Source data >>
= = = =
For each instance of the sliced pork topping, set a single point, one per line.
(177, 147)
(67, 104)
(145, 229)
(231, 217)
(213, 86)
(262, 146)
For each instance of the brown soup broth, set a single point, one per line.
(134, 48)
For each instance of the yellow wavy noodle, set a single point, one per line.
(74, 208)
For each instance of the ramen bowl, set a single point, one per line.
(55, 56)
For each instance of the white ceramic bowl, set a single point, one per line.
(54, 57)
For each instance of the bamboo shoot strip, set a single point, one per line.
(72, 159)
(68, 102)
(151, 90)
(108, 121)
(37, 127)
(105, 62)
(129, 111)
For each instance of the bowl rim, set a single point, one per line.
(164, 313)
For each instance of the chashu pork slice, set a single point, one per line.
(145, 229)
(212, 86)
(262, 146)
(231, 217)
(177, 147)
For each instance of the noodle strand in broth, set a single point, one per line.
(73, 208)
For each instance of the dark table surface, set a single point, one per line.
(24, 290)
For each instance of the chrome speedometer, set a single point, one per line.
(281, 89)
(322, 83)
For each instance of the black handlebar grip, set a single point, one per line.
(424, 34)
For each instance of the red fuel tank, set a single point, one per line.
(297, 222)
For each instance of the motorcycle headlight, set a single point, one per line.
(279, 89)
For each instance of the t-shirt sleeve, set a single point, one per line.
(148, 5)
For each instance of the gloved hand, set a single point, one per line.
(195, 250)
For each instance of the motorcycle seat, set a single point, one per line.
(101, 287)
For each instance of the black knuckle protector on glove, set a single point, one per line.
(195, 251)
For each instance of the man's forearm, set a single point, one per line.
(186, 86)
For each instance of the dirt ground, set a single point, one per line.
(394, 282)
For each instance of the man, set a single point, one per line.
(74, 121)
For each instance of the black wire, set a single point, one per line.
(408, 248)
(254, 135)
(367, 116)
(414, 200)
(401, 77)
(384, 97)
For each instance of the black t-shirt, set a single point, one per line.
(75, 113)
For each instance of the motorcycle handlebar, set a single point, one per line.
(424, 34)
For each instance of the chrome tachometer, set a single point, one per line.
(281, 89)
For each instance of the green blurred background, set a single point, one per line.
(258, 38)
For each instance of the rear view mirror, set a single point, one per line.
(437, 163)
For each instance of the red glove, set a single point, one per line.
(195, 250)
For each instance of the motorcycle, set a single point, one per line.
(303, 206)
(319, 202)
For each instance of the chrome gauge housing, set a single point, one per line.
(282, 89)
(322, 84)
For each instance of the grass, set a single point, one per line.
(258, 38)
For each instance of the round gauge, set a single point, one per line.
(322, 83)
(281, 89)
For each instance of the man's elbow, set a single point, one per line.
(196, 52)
= = = =
PROBLEM STATEMENT >> Set the data above down again in full, exactly as it reads.

ANSWER BOX >>
For each instance of the sliced pork topping, set a single point, one per line.
(177, 147)
(67, 104)
(145, 229)
(231, 217)
(213, 86)
(262, 146)
For each instance of the brown soup broth, set a single point, one per line.
(134, 48)
For each instance of the yellow wavy noodle, set a single point, one per line.
(74, 208)
For each instance of the ramen bowl, set a single point, one per line.
(55, 56)
For each instance of the white ceramic bowl, set a single point, one per line.
(54, 57)
For each instance of the bamboo shoot strip, set a single point, one per line.
(72, 159)
(68, 102)
(151, 90)
(108, 121)
(37, 127)
(105, 62)
(129, 111)
For each instance of the bowl rim, set a single point, one per line.
(164, 313)
For each instance of the chashu pork slice, set a single point, one per line.
(145, 229)
(212, 86)
(262, 146)
(231, 217)
(177, 147)
For each instance of the noodle strand in broth, set a single point, one per line.
(73, 208)
For each instance of the dark table surface, set a single point, one per line.
(24, 290)
For each instance of the chrome speedometer, set a single point, one per line.
(281, 89)
(322, 83)
For each instance of the black handlebar grip, set a single point, one per line.
(424, 34)
For each instance of the red fuel tank, set a single point, one per line.
(297, 222)
For each instance of the motorcycle headlight, set a single point, one per line.
(279, 89)
For each instance of the t-shirt sleeve, set a single point, one per line.
(148, 5)
For each instance of the gloved hand, set a single point, one per line.
(195, 250)
For each instance of the motorcycle seat, set a single point, one per line.
(101, 287)
For each instance of the black knuckle protector on glove, set a single point, one per line.
(195, 251)
For each instance of the man's forearm, set a single point, one per line.
(186, 86)
For each instance of the dirt ground, set a single point, one per line.
(394, 282)
For each instance of the man, set a single point, one per line.
(74, 121)
For each instance of the black wire, set a single point, one per line.
(408, 248)
(254, 135)
(367, 116)
(414, 200)
(401, 77)
(384, 97)
For each instance of the black t-shirt, set a single point, one per line.
(75, 113)
For each instance of the motorcycle handlebar, set a single point, one per line.
(424, 34)
For each instance of the chrome tachometer, set a single point, one per line.
(281, 89)
For each instance of the green blurred background, set a single point, one per line.
(258, 38)
For each instance of the rear view mirror, set a single point, one per line.
(437, 163)
For each instance of the red glove, set a single point, one per line.
(195, 250)
For each instance of the motorcycle, set a single point, one per line.
(303, 206)
(319, 202)
For each instance of the chrome gauge housing, set a single point, one per line.
(282, 89)
(322, 84)
For each instance of the grass, set a single point, one per line.
(258, 38)
For each instance of the round gauge, set a single point, one per line.
(322, 83)
(281, 89)
For each instance of the man's elbow, set a single point, one per line.
(196, 52)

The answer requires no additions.